Top of Document extract
On Dec. 6, Adam LaRoche boarded a plane and had no idea where it would land. He had agreed to join the Chairman USO Holiday Tour, which for the second straight year asked the Nationals to take part. Last winter, pitchers Ross Detwiler and Craig Stammen traveled overseas to visit troops on a trip led by Chairman of the Joint Chiefs of Staff Gen. Martin Dempsey.
LaRoche had let it be known, to both the Nationals and to Dempsey himself, he would like to go this year. Dempsey not only invited him on the tour, but he also allowed him to invite three famous hunting buddies: Willie and Jep Robertson of “Duck Dynasty” fame and former Patriots tackle Matt Light. Comedian Thomas Miles and singer Alison Haislip also joined.
All six were told to pack a suitcase for one week, with clothes suitable for temperatures between 30 and 80 degrees. For security purposes, they could not be told where they were going.
In one week, the group flew to Greece, Afghanistan, Italy and Germany, performing shows in front of troops, visiting hospitals and, most importantly for LaRoche, meeting and speaking with soldiers.
Bottom of Document extract
Top of Dataset excerpts
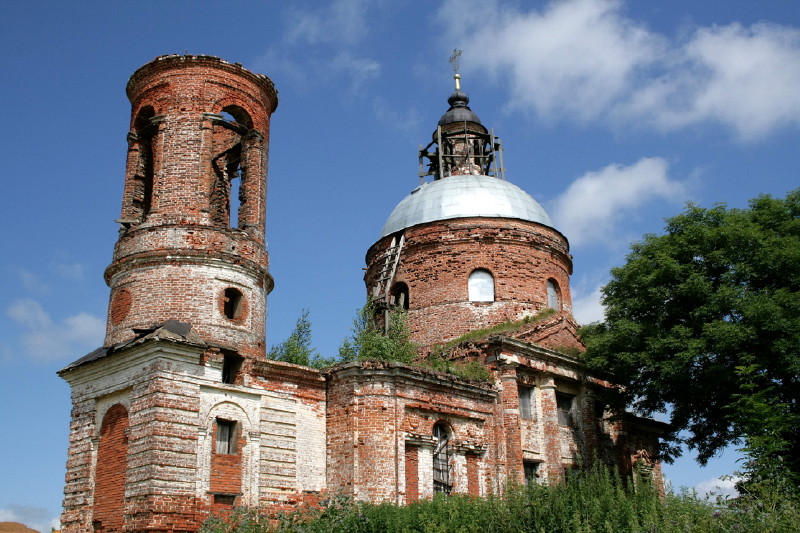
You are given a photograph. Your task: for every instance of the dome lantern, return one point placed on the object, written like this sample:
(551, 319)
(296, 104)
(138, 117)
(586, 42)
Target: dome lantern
Bottom of Dataset excerpts
• Your assignment
List every country the group visited during the week-long Chairman USO Holiday Tour described in the passage. The entries have nothing to do with what is asked here.

• Solution to the problem
Greece, Afghanistan, Italy, Germany